GOAL OF THE EXERCISE —
Copy out the entire listing below word for word, leaving out the pictures.

MATERIAL PROVIDED —
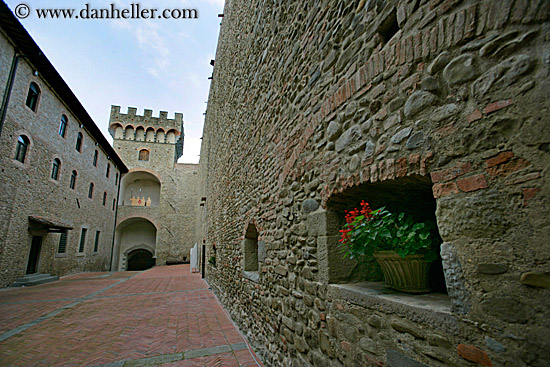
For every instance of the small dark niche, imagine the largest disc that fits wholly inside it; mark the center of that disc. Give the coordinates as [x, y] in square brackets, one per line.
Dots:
[412, 195]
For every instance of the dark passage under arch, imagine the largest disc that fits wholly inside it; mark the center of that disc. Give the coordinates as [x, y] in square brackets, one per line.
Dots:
[140, 259]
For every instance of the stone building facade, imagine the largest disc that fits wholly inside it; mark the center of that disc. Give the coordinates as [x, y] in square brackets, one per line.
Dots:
[59, 174]
[157, 207]
[436, 108]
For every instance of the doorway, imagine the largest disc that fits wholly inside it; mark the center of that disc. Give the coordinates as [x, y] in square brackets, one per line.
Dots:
[34, 255]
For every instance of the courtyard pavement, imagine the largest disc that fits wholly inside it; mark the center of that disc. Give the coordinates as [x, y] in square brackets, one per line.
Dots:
[164, 316]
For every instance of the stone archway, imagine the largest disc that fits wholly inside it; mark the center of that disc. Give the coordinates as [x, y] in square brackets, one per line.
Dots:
[134, 237]
[139, 259]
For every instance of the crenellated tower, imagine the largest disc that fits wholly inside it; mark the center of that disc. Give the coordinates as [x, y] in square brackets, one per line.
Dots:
[156, 212]
[146, 140]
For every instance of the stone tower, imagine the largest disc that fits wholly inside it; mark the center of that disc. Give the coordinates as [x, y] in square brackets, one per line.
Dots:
[156, 213]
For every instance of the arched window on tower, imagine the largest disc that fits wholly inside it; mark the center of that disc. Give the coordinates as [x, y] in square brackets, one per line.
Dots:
[143, 155]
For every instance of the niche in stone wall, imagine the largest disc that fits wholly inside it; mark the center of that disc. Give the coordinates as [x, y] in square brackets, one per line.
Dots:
[250, 253]
[411, 195]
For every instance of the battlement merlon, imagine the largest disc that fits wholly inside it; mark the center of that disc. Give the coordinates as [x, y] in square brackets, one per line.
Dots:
[146, 120]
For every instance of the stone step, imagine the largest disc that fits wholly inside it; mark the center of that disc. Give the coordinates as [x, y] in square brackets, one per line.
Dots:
[34, 279]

SOLVED EXERCISE —
For every instance of the small dark niche, imagine the largest disc that fits wholly inside it; mark the center of that disc. Give the coordinates as [x, y] in square brackets, one per line.
Dots:
[412, 195]
For every instance of the dark passage under arch, imagine the largest disc that fits wholly inside it; mark the center of that disc. Give the coordinates as [x, y] in square brackets, one per line.
Dots:
[140, 259]
For every instance of the stone building facade, imagine the largest disc that fits wholly inside it; mark the center of that disc. Give the coordinates as [x, y] in square brackets, one per line.
Dots:
[59, 174]
[157, 207]
[436, 108]
For every instance of the doorway, imagine the largest disc that fits wholly inside it; mark the center of that disc. Give the coordinates as [x, y] in square brackets, one per line.
Dots:
[34, 255]
For every instance of the courtyard pavement, imagine the largest disc that fits wholly inside it; mark the center of that disc. Give the coordinates as [x, y] in square brackets, one per line.
Dots:
[164, 316]
For every instance of the stone archway, imagine the largest disc that fits wholly inside it; mark the center of that disc. Give the coordinates as [x, y] in square brackets, one per line.
Dots:
[134, 237]
[139, 259]
For every instance of the crenellated tower, imagine the largest disc that fits wholly inside it; mark the center of that disc. Give the coordinates as [x, y] in square brackets, one per line.
Dots:
[156, 212]
[146, 140]
For every instance of the stone tower, imagine the largest disc that fits wholly inside it; mark the center of that disc. Give the coordinates as [x, y] in square brackets, one per line.
Dots:
[156, 213]
For every instance of the arched window on tower, imagine the largest disc that fits wholly inside it; mark the center of that disc. Give the coordinates as [x, y] in square brackets, one per line.
Dots:
[143, 155]
For every instance of the niche in stone wall, imagine the largest disc that fits wholly inside it; mark the center of that disc. Give the coordinates as [x, y] in square brackets, one per line.
Dots:
[250, 253]
[411, 195]
For every instance of the battlement merlon, imagine the largest disc that fits wholly inside it; mark the center of that disc. Give the coordinates as [x, y] in square brackets, one per line.
Dots:
[146, 120]
For every instance of the stone step, imagine the largest disc that fits wholly inside it; mark the center of that disc. Give the coordinates as [x, y] in square brackets, one per line.
Dots:
[34, 279]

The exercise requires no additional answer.